[DESCRIPCIÓN DE LA TAREA] Prolonga el texto sobre la Constitución de la II República española a partir del punto en que se detiene.

[TEXTO PROPORCIONADO]
La II República no pudo ser ajena a estas novedades y todas, de una forma u otra, gravitaron sobre los trabajos de las Cortes constituyentes. Las razones políticas del fracaso de aquel experimento político –que no se explica únicamente por los rifirrafes de los debates parlamentarios17– hay que escudriñarlas en la cuesta abajo política de España desde el siglo XIX.

Javier Conde18, en uno agudo ensayo de interpretación de la Guerra civil y la Dictadura franquista, escribe que la Guerra contra el francés incorporó súbitamente a España al proceso de nacionalización del mando, de dimensión europea. Pero la monarquía resultó finalmente incompatible con la nacionalización del poder, pues esto conllevaba también la nacionalización de la legitimidad política. La solución radical republicana, más que solucionar el problema nacional vino a agravarlo, pues su gran proyecto nacionalizador o europeizador chocó con los antagonismos sociales y el separatismo regional. En este sentido, los factores polemógenos por excelencia que operaban aquellos años, la clase y el hecho diferencial, aniquilaron la idea nacional e hicieron inviable un Estado normal19. Pero la nacionalización del mando coincidió también con su despersonalización (Estado de derecho), proceso que en España avanzó hacia la constitución de un “Estado demoliberal socializante de signo pluralista”20. Conde, que había adoptado las categorías político-constitucionales de Carl Schmitt y razonaba en la inmediata postguerra como un crítico decisionista de la II República, denunció que este régimen, monopolizado por un Derecho político neutral y agnóstico, había degenerado en una “nomocracia despersonalizada”21. Ese fue el “plano inclinado”22 por el que se deslizó, hasta la guerra civil, la forma política que había venido a sustituir, en un proceso entrecortado, a la Monarquía hispánica: el Estado23.

III. La nueva constitución española despertó un gran entusiasmo entre muchos publicistas europeos24. Especialmente llamativo fue el interés de Mirkine-Guétzevitch, que en el capítulo que añadió a la edición española de su Les nouvelles tendences du Droit constitutionelle25 afirmaba que «esta Constitución, desde el punto de vista de la técnica constitucional moderna –de la técnica de la libertad, que es para nosotros la base del Derecho constitucional– representa un imponente y armonioso edificio del Estado democrático. Desde el punto de vista de la técnica constitucional, hay que reconocer que la moderna Constitución española es una interesante síntesis de las nuevas tendencias del Derecho constitucional de la post-guerra»26.

[Extractos de datos de etiquetado de ubicaciones]
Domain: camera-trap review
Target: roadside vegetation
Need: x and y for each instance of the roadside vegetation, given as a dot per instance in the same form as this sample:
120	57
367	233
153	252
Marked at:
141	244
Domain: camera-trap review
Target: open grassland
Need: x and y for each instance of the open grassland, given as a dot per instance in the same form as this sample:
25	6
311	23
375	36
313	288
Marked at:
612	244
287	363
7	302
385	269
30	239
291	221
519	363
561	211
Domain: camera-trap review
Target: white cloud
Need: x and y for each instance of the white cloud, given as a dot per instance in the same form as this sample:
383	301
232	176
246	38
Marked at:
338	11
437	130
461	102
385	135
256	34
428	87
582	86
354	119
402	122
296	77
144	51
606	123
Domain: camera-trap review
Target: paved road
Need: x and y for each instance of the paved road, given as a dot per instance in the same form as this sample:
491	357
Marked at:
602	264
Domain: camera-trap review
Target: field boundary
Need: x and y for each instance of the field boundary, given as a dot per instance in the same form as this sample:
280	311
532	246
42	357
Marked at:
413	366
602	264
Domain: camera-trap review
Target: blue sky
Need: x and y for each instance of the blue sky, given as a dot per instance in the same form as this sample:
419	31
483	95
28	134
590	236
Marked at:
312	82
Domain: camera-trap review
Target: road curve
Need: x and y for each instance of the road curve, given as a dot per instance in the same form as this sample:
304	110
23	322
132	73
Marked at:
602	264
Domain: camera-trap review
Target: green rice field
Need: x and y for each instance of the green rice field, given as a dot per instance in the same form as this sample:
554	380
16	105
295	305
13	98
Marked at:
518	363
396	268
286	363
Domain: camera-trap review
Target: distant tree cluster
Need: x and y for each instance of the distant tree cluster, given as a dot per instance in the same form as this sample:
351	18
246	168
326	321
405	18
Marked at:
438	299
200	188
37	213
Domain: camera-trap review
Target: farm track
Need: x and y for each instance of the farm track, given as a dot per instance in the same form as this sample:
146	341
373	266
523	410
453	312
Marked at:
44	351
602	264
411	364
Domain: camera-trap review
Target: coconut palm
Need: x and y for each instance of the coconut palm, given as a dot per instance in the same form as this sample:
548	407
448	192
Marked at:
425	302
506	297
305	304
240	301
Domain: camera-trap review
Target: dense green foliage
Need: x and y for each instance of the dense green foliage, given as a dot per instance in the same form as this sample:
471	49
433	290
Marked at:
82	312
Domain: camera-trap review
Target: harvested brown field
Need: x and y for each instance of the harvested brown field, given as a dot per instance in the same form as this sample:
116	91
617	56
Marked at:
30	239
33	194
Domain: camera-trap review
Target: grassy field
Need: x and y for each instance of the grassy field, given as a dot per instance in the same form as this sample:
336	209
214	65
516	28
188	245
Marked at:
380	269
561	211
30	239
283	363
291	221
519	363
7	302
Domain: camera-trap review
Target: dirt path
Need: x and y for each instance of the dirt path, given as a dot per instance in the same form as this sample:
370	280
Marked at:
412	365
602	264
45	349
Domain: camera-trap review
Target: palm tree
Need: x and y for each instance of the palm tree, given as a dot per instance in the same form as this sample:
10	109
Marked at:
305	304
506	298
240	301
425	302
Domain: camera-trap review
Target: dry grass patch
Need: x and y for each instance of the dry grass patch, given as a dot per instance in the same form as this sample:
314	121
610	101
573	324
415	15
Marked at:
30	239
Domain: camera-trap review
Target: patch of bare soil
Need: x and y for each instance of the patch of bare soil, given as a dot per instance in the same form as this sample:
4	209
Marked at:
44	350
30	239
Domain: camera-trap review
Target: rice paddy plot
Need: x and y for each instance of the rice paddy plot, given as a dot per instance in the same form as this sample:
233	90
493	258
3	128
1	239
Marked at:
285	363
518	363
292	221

[LA RESPUESTA]
Pero su vinculación con la ley fundamental de 1931 es todavía más estrecha, pues «la nueva Constitución española ha sido para el autor de esta obra un acicate científico en el sentido de que muchas ideas constitucionales defendidas en nuestras obras anteriores a la promulgación de la Constitución de 1931, han sido formuladas con una gran elegancia jurídica en diferentes artículos de la referida Constitución»27. En efecto, los lazos de Mirkine-Guétzevitch con la academia jurídica española se estrecharon al principiar la década de los 30, pues además de la traducción de sus obras28 y sus colaboraciones en la Revista de Derecho Público son frecuentes sus visitas a la Universidad Central, en donde impartió varios años un ciclo de conferencias29. En la Universidad Internacional de Verano de Santander leyó también tres conferencias (julio de 1934) sobre “El poder ejecutivo durante los quince últimos años”, cuyo pensamiento director era «la primacía del poder ejecutivo como necesidad técnica de la democracia moderna»30.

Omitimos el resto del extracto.